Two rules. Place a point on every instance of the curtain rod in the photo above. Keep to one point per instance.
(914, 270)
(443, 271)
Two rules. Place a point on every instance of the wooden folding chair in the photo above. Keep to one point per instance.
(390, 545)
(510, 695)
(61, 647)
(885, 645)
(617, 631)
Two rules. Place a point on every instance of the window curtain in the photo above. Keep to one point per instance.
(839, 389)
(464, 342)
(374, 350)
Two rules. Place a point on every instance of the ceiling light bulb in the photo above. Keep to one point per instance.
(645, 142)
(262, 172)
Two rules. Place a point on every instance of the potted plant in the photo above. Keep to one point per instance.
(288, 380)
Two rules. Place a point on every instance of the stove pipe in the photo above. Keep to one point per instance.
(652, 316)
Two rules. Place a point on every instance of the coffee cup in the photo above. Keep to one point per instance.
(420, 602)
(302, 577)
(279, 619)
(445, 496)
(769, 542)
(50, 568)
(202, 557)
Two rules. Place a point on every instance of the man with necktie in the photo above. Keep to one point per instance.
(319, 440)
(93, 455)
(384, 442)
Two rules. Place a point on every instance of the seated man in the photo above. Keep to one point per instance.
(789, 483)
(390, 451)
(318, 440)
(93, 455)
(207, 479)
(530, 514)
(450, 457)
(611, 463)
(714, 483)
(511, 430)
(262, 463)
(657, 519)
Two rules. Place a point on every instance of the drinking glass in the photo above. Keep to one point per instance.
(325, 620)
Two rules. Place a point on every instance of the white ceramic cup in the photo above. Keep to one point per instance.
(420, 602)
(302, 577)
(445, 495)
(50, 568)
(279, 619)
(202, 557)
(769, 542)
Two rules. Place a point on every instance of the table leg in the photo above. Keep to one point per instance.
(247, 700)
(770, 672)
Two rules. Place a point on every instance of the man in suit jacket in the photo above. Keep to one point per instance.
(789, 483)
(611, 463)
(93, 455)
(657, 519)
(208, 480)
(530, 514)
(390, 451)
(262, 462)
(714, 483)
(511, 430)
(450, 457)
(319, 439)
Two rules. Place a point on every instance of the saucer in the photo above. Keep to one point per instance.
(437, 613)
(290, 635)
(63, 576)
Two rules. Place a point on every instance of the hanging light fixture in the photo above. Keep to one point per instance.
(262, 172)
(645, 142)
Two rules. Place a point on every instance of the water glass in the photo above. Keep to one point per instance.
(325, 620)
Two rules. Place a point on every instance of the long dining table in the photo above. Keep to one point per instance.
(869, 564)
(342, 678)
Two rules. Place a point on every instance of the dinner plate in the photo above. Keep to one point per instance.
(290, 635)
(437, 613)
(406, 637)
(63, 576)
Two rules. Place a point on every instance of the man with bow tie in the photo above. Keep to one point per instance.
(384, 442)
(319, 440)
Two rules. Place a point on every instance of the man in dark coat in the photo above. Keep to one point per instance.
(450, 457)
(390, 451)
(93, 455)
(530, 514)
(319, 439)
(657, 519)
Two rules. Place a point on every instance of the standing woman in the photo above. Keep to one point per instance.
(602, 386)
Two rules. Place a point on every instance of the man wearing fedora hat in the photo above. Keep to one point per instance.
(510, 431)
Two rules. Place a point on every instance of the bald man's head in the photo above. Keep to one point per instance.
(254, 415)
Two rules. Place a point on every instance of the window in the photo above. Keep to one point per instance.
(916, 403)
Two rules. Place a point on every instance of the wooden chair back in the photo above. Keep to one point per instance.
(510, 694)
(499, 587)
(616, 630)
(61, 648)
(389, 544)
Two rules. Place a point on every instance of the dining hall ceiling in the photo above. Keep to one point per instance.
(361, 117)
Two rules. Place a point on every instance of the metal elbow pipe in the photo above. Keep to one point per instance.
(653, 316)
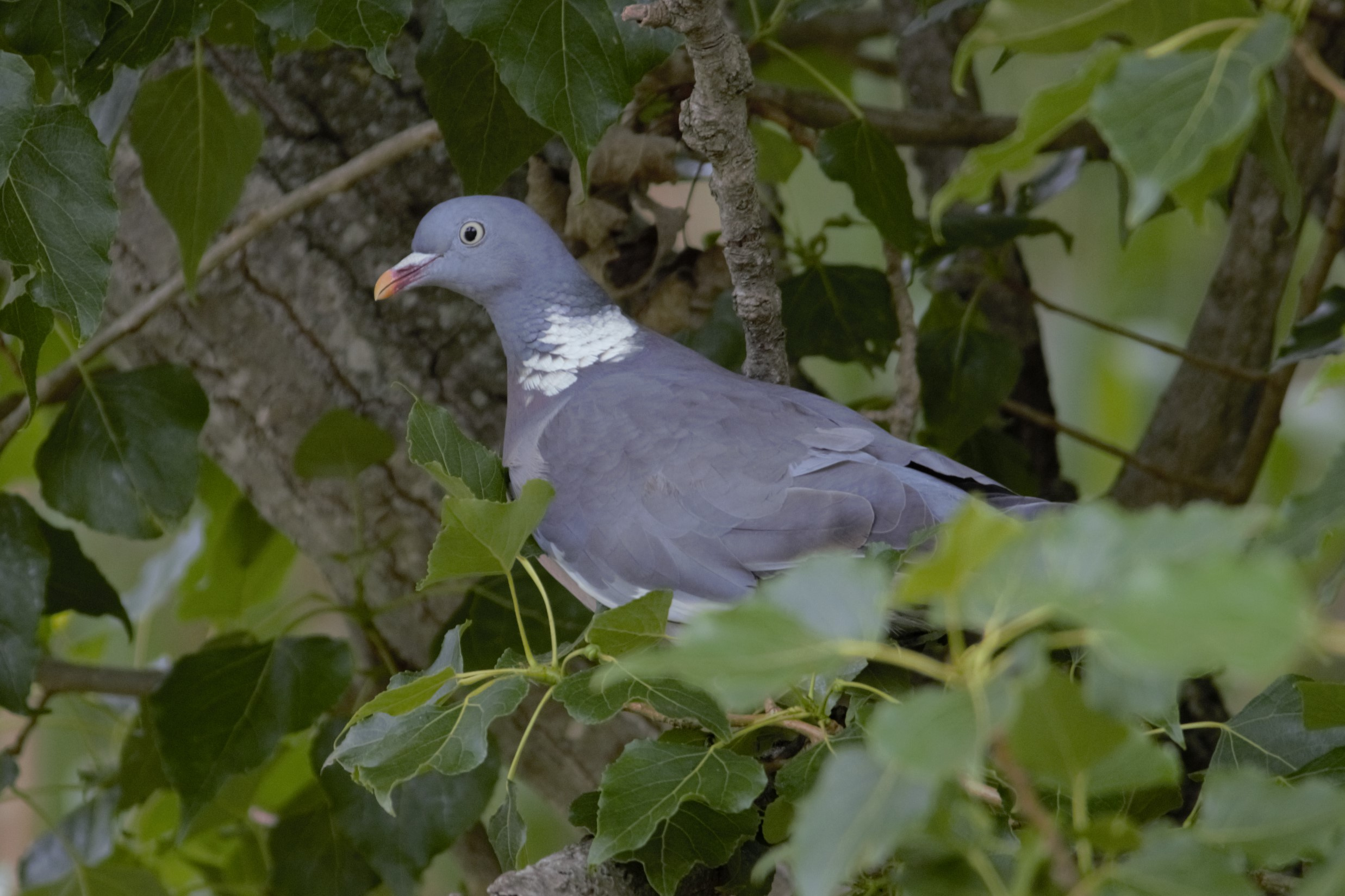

********

-- Task details --
Pull together every line in the listing above that contains the word "light", and copy each one in full.

-- Output --
Two rules. Place a point on every instance of the ceiling light bulb in the photo above. Keep to one point per instance.
Two rules. Place a point on every instance of the hanging light fixture in the photo above. Keep to one point per instance.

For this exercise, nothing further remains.